Show each line of the records in which the word "fabric" occurs.

■ ■ ■ ■

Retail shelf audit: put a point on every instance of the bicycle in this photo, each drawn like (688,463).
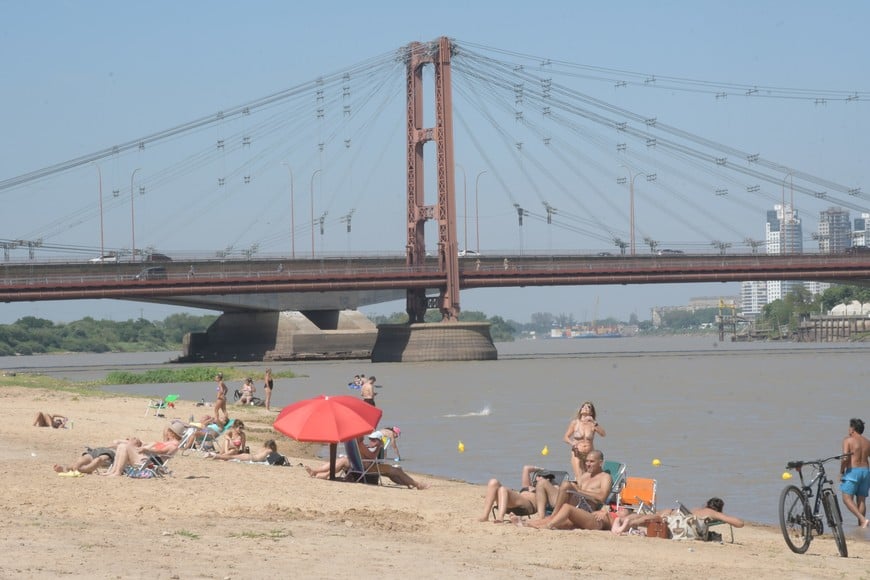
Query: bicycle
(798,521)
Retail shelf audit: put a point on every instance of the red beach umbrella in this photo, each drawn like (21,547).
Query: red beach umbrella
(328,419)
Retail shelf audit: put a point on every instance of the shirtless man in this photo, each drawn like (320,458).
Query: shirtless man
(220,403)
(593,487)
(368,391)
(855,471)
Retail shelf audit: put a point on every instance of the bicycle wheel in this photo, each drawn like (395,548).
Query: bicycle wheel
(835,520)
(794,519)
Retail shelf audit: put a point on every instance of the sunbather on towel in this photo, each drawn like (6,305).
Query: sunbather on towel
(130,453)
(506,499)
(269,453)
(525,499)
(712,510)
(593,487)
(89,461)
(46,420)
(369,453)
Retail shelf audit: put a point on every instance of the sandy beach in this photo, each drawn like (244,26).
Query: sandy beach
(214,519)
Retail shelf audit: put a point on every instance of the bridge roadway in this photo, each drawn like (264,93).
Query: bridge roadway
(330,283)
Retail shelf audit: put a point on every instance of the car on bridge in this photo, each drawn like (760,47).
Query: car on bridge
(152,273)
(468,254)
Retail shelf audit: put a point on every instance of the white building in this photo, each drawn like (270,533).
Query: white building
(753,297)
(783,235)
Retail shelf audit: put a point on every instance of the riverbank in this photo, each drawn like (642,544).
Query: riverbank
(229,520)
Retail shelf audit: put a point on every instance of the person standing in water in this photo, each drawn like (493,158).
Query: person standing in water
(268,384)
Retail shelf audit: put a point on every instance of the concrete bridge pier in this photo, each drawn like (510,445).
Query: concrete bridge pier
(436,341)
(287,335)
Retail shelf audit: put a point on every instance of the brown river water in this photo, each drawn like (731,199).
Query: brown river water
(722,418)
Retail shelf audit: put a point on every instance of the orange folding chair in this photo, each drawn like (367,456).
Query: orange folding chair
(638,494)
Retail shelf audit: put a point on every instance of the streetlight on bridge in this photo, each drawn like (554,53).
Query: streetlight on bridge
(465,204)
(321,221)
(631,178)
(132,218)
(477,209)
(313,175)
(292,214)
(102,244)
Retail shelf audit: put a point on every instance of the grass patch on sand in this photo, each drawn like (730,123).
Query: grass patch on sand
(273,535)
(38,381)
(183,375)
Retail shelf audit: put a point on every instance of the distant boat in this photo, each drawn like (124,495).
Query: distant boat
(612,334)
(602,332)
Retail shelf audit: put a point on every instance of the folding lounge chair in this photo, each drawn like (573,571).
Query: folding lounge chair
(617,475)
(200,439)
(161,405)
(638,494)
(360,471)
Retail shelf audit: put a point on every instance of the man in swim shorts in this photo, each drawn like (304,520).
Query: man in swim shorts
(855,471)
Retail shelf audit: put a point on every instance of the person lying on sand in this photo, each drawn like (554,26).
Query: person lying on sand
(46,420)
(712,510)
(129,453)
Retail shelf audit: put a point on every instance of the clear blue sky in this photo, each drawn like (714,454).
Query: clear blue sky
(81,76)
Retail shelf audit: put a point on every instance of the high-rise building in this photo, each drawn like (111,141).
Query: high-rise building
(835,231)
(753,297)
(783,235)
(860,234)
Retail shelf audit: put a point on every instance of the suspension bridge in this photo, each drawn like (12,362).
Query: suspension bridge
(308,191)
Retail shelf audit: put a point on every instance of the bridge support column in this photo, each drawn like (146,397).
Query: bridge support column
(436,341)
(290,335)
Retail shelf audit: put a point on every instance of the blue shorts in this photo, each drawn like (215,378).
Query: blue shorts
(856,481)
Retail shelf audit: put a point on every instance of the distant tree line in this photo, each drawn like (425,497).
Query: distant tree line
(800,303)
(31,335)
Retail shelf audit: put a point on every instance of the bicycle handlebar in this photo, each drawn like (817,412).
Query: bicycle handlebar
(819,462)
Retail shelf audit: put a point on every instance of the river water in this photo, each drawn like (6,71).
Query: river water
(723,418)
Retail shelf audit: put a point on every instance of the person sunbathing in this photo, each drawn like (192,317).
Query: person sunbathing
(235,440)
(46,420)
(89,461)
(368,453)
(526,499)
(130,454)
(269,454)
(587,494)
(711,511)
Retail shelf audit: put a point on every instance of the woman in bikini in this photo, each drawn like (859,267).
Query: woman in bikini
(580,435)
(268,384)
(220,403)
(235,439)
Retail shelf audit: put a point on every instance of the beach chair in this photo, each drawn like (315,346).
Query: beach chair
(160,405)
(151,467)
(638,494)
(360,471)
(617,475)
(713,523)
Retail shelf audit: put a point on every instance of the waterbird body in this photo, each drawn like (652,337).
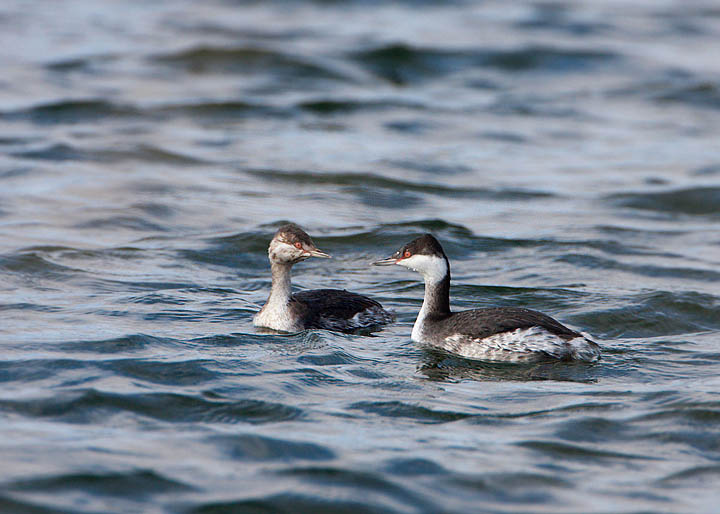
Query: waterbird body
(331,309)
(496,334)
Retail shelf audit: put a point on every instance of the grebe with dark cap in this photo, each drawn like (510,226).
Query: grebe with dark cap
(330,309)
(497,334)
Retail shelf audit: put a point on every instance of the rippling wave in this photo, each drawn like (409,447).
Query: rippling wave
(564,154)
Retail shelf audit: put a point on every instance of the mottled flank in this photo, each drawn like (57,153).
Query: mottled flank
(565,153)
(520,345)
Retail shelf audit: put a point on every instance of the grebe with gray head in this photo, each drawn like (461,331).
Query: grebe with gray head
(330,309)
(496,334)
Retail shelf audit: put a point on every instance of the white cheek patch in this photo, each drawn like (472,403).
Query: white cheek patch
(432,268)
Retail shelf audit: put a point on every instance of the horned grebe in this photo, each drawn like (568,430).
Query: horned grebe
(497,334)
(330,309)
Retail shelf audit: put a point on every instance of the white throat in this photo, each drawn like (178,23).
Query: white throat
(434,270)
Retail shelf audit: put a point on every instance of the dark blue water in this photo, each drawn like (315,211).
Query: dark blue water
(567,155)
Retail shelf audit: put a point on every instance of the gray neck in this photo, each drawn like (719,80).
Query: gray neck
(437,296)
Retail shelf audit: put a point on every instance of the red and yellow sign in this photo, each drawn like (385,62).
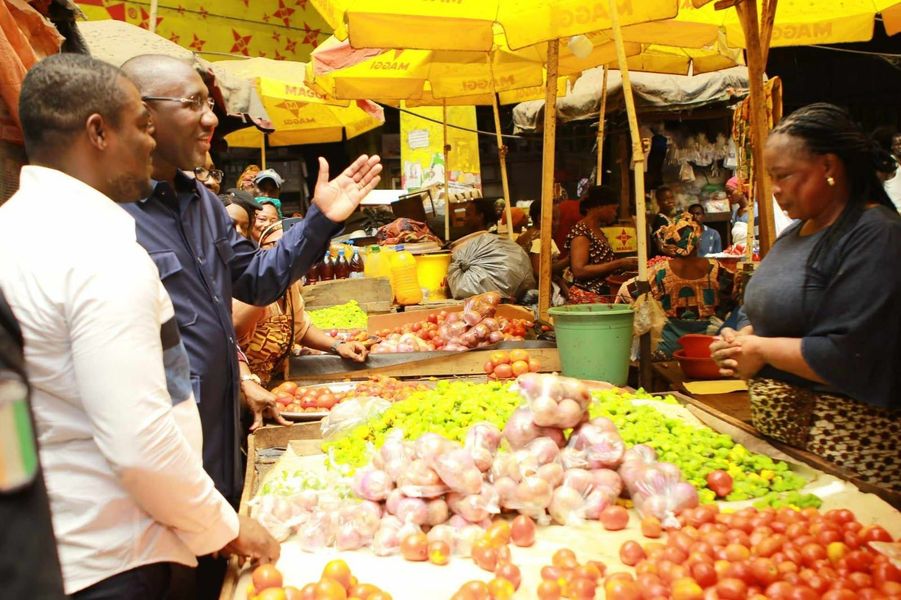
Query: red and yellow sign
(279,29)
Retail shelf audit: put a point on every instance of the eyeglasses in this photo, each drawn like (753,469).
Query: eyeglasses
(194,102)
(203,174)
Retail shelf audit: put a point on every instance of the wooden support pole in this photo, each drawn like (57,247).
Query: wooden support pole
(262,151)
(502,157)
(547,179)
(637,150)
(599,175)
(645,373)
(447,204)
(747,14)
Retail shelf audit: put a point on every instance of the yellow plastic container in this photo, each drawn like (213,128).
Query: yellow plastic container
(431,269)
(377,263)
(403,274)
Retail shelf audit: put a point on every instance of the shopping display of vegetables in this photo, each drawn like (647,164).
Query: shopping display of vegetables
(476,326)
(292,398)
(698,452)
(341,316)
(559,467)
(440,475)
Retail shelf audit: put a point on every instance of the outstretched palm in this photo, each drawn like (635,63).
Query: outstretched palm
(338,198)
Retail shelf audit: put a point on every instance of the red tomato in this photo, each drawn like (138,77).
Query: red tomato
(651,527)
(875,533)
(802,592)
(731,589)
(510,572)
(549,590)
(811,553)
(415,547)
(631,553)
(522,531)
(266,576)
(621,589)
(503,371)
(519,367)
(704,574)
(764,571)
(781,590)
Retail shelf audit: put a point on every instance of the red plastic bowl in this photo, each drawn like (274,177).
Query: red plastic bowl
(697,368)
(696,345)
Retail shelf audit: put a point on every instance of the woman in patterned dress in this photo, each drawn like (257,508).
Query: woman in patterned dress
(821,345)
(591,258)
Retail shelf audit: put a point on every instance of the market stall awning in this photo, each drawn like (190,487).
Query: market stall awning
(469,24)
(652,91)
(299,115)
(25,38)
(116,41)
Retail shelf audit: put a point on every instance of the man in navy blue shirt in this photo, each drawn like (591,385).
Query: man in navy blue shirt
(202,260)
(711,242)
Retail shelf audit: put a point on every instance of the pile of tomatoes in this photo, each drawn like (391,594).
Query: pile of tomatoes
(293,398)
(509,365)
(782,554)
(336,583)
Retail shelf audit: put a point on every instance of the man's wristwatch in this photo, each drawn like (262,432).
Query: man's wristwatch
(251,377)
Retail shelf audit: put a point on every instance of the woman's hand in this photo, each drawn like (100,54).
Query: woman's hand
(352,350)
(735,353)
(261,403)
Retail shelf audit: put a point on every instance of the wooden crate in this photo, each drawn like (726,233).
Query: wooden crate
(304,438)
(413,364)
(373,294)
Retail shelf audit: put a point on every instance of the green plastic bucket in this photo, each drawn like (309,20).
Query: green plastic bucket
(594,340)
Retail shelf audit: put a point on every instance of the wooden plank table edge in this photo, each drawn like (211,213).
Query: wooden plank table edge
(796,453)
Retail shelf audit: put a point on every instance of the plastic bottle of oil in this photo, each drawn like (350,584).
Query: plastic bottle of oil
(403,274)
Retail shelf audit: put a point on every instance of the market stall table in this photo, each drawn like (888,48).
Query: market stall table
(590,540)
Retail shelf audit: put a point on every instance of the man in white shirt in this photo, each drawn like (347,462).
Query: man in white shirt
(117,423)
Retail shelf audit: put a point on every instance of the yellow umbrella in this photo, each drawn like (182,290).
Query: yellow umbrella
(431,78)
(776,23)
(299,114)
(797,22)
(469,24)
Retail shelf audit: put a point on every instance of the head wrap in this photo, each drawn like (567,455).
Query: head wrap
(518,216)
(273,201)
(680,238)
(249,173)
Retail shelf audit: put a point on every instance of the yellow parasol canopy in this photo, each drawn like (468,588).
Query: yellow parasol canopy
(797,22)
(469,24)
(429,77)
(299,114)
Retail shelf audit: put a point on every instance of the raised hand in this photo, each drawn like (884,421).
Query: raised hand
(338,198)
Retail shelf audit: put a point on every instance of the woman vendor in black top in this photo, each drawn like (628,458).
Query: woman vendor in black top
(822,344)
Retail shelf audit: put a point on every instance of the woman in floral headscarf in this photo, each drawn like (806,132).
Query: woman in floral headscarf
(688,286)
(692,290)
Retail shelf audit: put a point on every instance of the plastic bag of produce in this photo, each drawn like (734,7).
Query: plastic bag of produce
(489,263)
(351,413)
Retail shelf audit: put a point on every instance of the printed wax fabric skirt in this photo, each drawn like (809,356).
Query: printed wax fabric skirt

■ ■ ■ ■

● Output of the task
Retail shelf audit: put a point on every instance of the printed wax fabric skirt in this photo, each drawn like (809,356).
Query: printed wax fabric skirt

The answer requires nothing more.